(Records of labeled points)

##########

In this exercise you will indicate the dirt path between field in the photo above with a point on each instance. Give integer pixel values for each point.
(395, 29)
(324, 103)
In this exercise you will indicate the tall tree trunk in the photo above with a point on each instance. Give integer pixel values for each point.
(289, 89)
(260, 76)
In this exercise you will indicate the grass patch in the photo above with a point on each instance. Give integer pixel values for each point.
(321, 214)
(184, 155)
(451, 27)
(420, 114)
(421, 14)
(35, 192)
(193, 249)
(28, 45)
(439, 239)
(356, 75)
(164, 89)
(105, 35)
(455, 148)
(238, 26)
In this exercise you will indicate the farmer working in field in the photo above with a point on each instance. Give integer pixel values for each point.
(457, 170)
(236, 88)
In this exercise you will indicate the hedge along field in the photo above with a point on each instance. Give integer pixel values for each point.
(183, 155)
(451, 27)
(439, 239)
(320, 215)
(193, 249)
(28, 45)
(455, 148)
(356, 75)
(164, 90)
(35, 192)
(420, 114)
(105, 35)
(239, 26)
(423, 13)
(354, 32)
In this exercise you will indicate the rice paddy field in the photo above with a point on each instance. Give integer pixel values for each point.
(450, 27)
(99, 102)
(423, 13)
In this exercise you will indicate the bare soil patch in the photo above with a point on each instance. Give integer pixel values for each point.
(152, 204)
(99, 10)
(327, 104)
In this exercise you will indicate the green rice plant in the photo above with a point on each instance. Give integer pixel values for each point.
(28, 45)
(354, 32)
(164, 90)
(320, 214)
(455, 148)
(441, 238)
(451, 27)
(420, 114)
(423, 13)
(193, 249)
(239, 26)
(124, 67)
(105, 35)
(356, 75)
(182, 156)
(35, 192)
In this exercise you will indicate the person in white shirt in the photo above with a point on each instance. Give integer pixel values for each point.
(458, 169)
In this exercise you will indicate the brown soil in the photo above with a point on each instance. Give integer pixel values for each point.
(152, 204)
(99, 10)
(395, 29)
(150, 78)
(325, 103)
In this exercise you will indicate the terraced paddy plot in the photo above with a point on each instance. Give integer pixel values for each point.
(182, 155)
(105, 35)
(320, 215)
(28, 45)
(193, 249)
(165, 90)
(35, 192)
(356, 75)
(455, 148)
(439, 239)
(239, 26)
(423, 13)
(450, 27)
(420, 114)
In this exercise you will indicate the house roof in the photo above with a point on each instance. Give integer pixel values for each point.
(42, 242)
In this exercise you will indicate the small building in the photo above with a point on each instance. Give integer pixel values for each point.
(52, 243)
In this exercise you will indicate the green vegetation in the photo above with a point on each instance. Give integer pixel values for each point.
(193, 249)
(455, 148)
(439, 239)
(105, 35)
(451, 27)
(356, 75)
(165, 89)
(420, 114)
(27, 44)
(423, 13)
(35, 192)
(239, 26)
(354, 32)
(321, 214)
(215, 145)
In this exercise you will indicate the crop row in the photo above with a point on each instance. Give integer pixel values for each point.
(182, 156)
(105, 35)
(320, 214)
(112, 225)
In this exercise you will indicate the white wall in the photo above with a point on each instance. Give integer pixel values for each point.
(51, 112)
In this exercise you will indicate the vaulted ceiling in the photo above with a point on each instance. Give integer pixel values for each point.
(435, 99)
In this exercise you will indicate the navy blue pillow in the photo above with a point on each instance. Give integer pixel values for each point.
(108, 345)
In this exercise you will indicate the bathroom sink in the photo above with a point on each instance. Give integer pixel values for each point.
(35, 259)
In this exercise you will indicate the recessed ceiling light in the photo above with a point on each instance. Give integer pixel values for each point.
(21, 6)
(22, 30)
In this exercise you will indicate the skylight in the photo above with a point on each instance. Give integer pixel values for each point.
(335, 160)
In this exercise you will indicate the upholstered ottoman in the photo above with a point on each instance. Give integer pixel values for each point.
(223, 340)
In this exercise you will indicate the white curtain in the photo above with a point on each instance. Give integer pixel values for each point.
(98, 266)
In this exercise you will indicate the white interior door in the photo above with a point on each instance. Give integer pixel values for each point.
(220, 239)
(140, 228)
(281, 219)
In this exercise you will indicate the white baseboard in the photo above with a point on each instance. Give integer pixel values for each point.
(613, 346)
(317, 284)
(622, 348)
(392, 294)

##########

Give back exactly the lines running from the line containing "In this exercise you will indicate the vaulted" through the end of the material above, both included, and nothing beyond them.

In this exercise you will indicate the vaulted ceiling in the photo above with a point on each instance. Give integer pixel values for each point.
(435, 99)
In this exercise you will indicate the navy blue pillow in the photo above with a point on each instance. Give integer pixel values for each point.
(108, 345)
In this exercise you will indicate the bathroom sink in the photo above with a point on each instance. Give integer pixel values for each point.
(35, 259)
In this exercise you will indicate the recessed ceiling light in the photo above with a point on each instance. Give integer pixel values for each point.
(21, 6)
(22, 30)
In this exercise you will indicate the skylight in the photo above with a point on each instance. Give integer pixel values for each point.
(335, 160)
In this exercise you will indicate the upholstered ottoman in the photo above with a point on each instance. Give integer pixel values for each point.
(223, 340)
In this exercise you will indicate the white curtain in the photo above with a point on each instance. Give integer pixel values for each point.
(98, 266)
In this exercise you will indicate the white interior door in the photo above with a point on each instance. Give integer pixel values for each point.
(220, 239)
(140, 228)
(281, 219)
In this exercise you will indicate the white baseboard in the photo above with a point on each instance. Give integer pixel values for each point.
(613, 346)
(317, 284)
(622, 348)
(392, 294)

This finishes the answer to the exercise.